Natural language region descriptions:
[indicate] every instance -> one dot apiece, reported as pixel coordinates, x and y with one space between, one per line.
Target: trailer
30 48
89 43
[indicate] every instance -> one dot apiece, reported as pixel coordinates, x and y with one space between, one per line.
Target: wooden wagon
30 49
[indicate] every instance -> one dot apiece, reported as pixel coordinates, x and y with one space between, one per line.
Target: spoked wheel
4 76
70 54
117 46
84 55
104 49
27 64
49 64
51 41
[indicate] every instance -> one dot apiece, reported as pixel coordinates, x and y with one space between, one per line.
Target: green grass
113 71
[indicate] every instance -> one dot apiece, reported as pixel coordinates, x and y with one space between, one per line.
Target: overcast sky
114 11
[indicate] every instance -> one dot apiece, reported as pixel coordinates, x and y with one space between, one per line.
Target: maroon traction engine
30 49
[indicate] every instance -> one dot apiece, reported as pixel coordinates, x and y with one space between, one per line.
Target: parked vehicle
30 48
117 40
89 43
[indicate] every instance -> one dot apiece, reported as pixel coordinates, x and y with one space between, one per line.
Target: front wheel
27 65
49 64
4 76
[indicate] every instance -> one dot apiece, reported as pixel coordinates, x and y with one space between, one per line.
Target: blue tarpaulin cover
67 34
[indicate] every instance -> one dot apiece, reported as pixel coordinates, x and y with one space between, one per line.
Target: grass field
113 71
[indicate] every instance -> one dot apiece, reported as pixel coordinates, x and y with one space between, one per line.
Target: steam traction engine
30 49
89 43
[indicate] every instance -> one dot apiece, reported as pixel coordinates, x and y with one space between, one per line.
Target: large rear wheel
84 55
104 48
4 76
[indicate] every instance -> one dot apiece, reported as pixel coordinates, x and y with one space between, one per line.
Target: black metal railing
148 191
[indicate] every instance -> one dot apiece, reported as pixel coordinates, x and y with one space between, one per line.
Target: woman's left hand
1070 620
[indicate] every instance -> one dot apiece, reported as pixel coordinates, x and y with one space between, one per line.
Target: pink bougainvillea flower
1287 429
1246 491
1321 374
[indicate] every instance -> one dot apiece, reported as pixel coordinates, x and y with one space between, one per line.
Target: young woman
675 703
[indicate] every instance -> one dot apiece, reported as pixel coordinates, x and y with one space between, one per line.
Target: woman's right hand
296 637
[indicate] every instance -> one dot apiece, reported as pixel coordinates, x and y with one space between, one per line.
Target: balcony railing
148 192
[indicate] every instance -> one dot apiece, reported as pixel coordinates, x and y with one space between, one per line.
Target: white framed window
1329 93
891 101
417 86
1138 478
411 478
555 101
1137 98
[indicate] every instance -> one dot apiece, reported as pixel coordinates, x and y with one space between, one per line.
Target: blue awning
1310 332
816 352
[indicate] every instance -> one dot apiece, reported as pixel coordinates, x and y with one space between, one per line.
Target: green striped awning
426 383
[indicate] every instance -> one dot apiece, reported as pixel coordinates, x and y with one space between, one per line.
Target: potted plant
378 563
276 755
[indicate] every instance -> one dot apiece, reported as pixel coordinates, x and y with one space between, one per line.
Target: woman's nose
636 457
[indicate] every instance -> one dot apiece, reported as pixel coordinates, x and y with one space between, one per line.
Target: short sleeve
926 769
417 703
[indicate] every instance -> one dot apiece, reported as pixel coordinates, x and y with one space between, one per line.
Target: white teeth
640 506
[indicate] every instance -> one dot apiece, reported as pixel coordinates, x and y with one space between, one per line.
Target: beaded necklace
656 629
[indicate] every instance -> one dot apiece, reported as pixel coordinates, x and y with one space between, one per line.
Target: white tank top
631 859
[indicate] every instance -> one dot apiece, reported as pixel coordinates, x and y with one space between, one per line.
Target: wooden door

TASK STATEMENT ->
The records are to be duplicated in full, with every word kept exactly.

RESULT ->
[indicate] every instance -> one dot apiece, reported as pixel coordinates, x and y with one space between, one per line.
Target: trailer
30 48
89 43
[indicate] every instance -> one dot apiece, reported as pixel coordinates, x and y with one space between, one per line.
Target: wooden wagon
30 49
[indicate] every instance -> one dot apiece, reported as pixel coordinates, x and y with one space between, one per line.
Target: spoked wheel
4 76
70 54
117 46
84 55
104 49
27 64
49 64
51 41
[indicate] every instance -> one dot apiece, reported as pixel coordinates, x and y with one space between, one per line.
Target: green grass
113 71
[indicate] every instance -> one dot apiece, reported as pixel coordinates, x and y with one space between, one per line.
Target: overcast sky
114 11
[indicate] every instance -> one dot apiece, reported as pixel coordinates, x and y with one space between, one per line.
Target: maroon traction engine
30 49
[indicate] every instance -> one dot apiece, reported as pixel coordinates, x and y with one space between, one per line.
Target: parked vehicle
30 48
117 40
89 43
[indicate] every instance -> one dot apiece, reported as pixel coordinates, x and y with one space between, one per line.
Target: front wheel
27 65
49 64
4 76
[indicate] every instance -> one dot apiece, reported as pixel coordinates, x and y with one space between, one per line.
Target: blue tarpaulin cover
67 34
[indicate] every instance -> one dot apiece, reported as pixel coordinates, x and y with one space between, one per line.
Target: grass field
113 71
[indicate] every instance -> one dot apiece, reported as pixel coordinates, x and y with one space between, one per line.
Target: steam traction engine
30 49
89 43
[indicate] every instance -> one dot apiece, reported as pixel coordinates, x and y with one space between, one per line.
Target: large rear wheel
84 55
104 48
4 76
[indicate] every instance -> one dot apiece, reported as pixel coordinates, x and y with one space between, one per line.
Target: black metal railing
148 191
[indicate] every instance -> one dot apiece, reported as pixel coordinates, x and y with one space between, one per line.
Target: woman's left hand
1070 620
[indicate] every instance -> one dot apiece, reported as pixel coordinates, x and y with one space between, one per line.
Target: pink bougainvillea flower
1287 429
1246 491
1321 374
[indicate] every instance -> one dot apiece, reported as pixel coordinates, x and y with one space between, one per line.
Target: young woman
675 703
[indicate] every instance -> one dot apiece, reported as pixel coordinates, x and y with one space between, one per line.
Target: woman's right hand
296 637
[indicate] every instance -> one dot apiece, reported as pixel coordinates, x and y with one space between, one per line.
Target: balcony railing
148 192
[indicate] every instance -> one dot apiece, reported as pixel coordinates, x and y with one space between, one per line.
Target: white framed window
1329 93
891 101
417 86
1138 478
411 478
555 101
1137 98
[indicate] every instance -> one dot apiece, reported as pixel coordinates, x and y with one space between, one per line.
Target: blue awning
1310 332
816 352
[indicate] every instance -> one dot apiece, reported as pixel coordinates, x and y with one space between, one per line.
Target: green striped awning
426 383
[indicate] every instance -> one dot apiece, reported as pixel coordinates, x and y with one space between, one per line.
Target: potted plant
378 563
276 755
[indicate] every instance -> one dot apiece, reported as pixel coordinates, x and y with one space between, one per line.
Target: woman's nose
636 457
[indicate] every instance -> one dot apiece, reported as pixel coordinates, x and y with one space between, one per line.
Target: short sleeve
926 769
417 703
[indicate] every instance -> one dot apiece, reported as pixel coordinates, x and y with one space between, one per line.
Target: white teeth
640 506
[indicate] every instance -> one dot apiece, reported as pixel coordinates, x and y with one space between, one per line.
Target: beaded necklace
656 629
[indicate] every instance -> one dot apiece, reported as pixel coordinates, x and y with one space between, one per line.
Target: white tank top
631 859
[indicate] every instance -> one dot apiece, reported as pixel coordinates, x and y with one space between, one per line.
Target: wooden door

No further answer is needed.